* **REQUIRED WORK**
Report back every line below that carries the word "tree".
----- RAW DATA -----
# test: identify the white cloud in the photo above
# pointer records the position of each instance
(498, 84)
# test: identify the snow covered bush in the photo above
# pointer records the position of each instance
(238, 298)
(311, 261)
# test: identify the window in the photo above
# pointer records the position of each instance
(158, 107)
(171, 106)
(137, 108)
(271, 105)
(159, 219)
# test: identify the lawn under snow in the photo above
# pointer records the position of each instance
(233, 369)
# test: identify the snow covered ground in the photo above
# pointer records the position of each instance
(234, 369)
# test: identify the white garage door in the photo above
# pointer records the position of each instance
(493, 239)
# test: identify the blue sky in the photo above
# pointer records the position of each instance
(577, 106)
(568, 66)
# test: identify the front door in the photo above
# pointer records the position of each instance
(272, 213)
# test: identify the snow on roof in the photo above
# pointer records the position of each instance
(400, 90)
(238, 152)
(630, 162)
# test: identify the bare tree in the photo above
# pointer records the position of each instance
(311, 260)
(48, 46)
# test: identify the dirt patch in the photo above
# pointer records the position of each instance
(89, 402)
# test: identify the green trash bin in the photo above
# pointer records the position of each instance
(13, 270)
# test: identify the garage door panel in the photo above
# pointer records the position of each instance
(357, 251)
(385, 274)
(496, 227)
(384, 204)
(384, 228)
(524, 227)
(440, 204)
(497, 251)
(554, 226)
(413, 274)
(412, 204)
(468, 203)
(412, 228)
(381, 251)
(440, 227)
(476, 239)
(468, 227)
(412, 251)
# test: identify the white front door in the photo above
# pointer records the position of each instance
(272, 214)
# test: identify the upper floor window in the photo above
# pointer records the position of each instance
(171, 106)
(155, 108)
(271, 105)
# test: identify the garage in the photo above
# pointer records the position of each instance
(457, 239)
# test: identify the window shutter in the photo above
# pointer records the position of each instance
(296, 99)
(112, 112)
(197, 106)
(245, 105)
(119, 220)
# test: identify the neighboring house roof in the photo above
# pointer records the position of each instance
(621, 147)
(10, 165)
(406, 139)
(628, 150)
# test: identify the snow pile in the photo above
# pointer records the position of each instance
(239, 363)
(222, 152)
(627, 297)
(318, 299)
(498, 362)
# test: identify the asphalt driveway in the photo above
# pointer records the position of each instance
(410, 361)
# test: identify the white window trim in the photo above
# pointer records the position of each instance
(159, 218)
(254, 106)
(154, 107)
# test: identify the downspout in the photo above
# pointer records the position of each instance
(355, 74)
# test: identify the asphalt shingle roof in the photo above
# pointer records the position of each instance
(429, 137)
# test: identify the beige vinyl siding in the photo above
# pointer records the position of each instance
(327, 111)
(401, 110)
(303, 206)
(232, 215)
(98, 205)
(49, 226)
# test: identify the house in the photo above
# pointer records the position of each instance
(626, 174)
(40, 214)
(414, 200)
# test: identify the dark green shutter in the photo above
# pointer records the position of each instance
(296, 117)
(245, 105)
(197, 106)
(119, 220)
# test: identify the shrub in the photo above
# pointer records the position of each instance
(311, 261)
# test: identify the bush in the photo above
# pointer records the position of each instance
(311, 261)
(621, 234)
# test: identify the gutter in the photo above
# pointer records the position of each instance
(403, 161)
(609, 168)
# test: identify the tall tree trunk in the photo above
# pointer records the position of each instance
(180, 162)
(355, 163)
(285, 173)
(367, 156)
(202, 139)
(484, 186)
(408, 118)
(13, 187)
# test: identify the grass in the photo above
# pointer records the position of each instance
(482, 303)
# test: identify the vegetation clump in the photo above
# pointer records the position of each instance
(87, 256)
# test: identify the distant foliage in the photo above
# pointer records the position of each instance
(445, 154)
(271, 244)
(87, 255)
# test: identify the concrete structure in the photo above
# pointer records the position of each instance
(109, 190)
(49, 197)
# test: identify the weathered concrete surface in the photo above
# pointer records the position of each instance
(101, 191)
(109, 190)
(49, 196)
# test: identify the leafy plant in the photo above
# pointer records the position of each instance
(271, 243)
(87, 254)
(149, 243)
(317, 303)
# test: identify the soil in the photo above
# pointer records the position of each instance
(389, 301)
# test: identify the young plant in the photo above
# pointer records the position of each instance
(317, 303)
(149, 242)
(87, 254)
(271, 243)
-----
* **WRITTEN REPLY**
# test: identify the bare tree in the photo above
# test: identify the tall tree trunk in the photo above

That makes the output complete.